Bacaan
-- -- --
Hal tersebut, lanjut LBH, diatur dalam Pasal 66 Undang-Undang No, 32 Tahun 2009 tentang Perlindungan dan Pengelolaan Lingkungan Hidup dan Pasal 2 Peraturan Menteri Lingkungan Hidup dan Kehutanan No. 10 Tahun 2024 tentang Perlindungan Hukum terhadap Orang yang Memperjuangkan Hak atas Lingkungan Hidup yang Baik dan Sehat, memandatkan bahwa orang yang memperjuangkan lingkungan hidup tidak dapat dituntut secara pidana maupun digugat secara perdata.
“Selain itu LBH Pekanbaru juga melihat kejadian keberulangan ini adalah kesalahan Negara yang tidak mampu melaksanakan kewajibannya untuk memastikan jaminan ketidakberulangan kepada masyarakat Rempang yang telah menjadi dan/atau mengalami pelanggaran HAM sebagaimana diatur dalam poin 164 standar norma dan pengaturan tentang pembela HAM,” kata LBH Pekanbaru.
Meskipun demikian, lanjut LBH, negara sebagai wali dari sistem HAM internasional harus mengambil langkah-langkah perlindungan untuk melawan pelanggaran HAM yang dilakukan oleh PT MEG. LBH memandang kehadiran PT MEG sebagai entitas bisnis di Pulau Rempang telah gagal dalam menghormati maupun mempromosikan hak asasi manusia sebagaimana diatur dalam deklarasi tentang hak dan tanggung jawab sebagai perusahaan untuk mempromosikan dan melindungi HAM dan kebebasan fundamental yang diakui secara universal.
Menurut Komisi untuk Orang Hilang dan Tindak Kekerasan (KontraS), kekerasan yang kembali terjadi kepada warga Rempang merupakan tindakan pengabaian yang secara terus-menerus dilakukan oleh negara, utamanya kepolisian kepada warga yang terdampak PSN. Kekerasan berupa penyerangan yang dilakukan oleh satuan pengamanan PT MEG, kata KontraS, menunjukkan bahwa proyek PSN ini telah mengabaikan bahkan merusak prinsip free prior informed consent (FPIC) sebagaimana telah digariskan dalam Deklarasi PBB tentang Hak-Hak Masyarakat Adat (UNDRIP).
“Yang dalam hal ini memberikan kesempatan kepada masyarakat untuk memberikan persetujuan maupun ketidaksetujuannya dalam proyek ini. Hal ini jelas berakibat pada hilangnya hak atas rasa aman sebagaimana diatur di dalam Pasal 28G ayat (1) UUD 45 serta Pasal 30 Undang-Undang No. 39 Tahun 1999,” kata KontraS.
-- -- --
Blok Data
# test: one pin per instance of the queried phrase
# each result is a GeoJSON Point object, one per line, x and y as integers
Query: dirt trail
-- -- --
Tantangan
[a] Kutip dari teks tentang warga Rempang bagian yang dibuka dengan kata-kata berisi "Meskipun demikian, lanjut" dan ditutup dengan "diakui secara universal.".
[b] Lanjutkan teks tentang kekerasan terhadap warga Rempang, mulai setelah kalimat terakhirnya.

Jawaban
[a]
Meskipun demikian, lanjut LBH, negara sebagai wali dari sistem HAM internasional harus mengambil langkah-langkah perlindungan untuk melawan pelanggaran HAM yang dilakukan oleh PT MEG. LBH memandang kehadiran PT MEG sebagai entitas bisnis di Pulau Rempang telah gagal dalam menghormati maupun mempromosikan hak asasi manusia sebagaimana diatur dalam deklarasi tentang hak dan tanggung jawab sebagai perusahaan untuk mempromosikan dan melindungi HAM dan kebebasan fundamental yang diakui secara universal.

[b]
Selain itu, KontraS menilai penetapan tersangka kepada 3 orang warga Rempang oleh Polresta Barelang tidak dilakukan dengan profesional, proporsional, dan transparan sehingga telah dilakukan tanpa dasar yang kuat. Kepolisian tidak lagi bertindak untuk kepentingan umum melainkan hanya untuk kepentingan korporasi. Kriminalisasi yang menimpa 3 warga ini jelas tidak sesuai dengan tugas pokok Kepolisian sebagaimana diatur di dalam Pasal 13 UU 2/2002.
"Kriminalisasi ini hanya digunakan sebagai upaya untuk merusak reputasi, menghalang-halangi korban untuk aktif menyuarakan penolakannya, hingga memberikan teror kepada pihak-pihak yang bersangkutan dengan korban,” ujar KontraS.
Tim Advokasi Solidaritas Nasional untuk Rempang mendesak Presiden Prabowo Subianto untuk segera melakukan pembatalan Proyek Strategis Rempang Eco City, karena terbukti mengancam keamanan dan keselamatan serta berpotensi menghilangkan identitas kultural dan historis masyarakat adat Pulau Rempang. “Mendesak Presiden RI Prabowo Subianto, segera memerintahkan semua kementerian terkait melakukan pengakuan dan perlindungan masyarakat adat tempatan Pulau Rempang beserta dengan wilayah kelola dan sumber-sumber kehidupannya,” tulis Tim Advokasi.
Tim Advokasi juga meminta Kapolri segera melakukan audit, evaluasi kinerja terharap Polresta Balerang yang dalam beberapa tindakan dan kerjanya tidak mencerminkan prinsip-prinsip melindungi, mengayomi, dan melayani, khususnya kepada masyarakat adat Pulau Rempang, melainkan cenderung dan diduga berpihak kepada PT MEG.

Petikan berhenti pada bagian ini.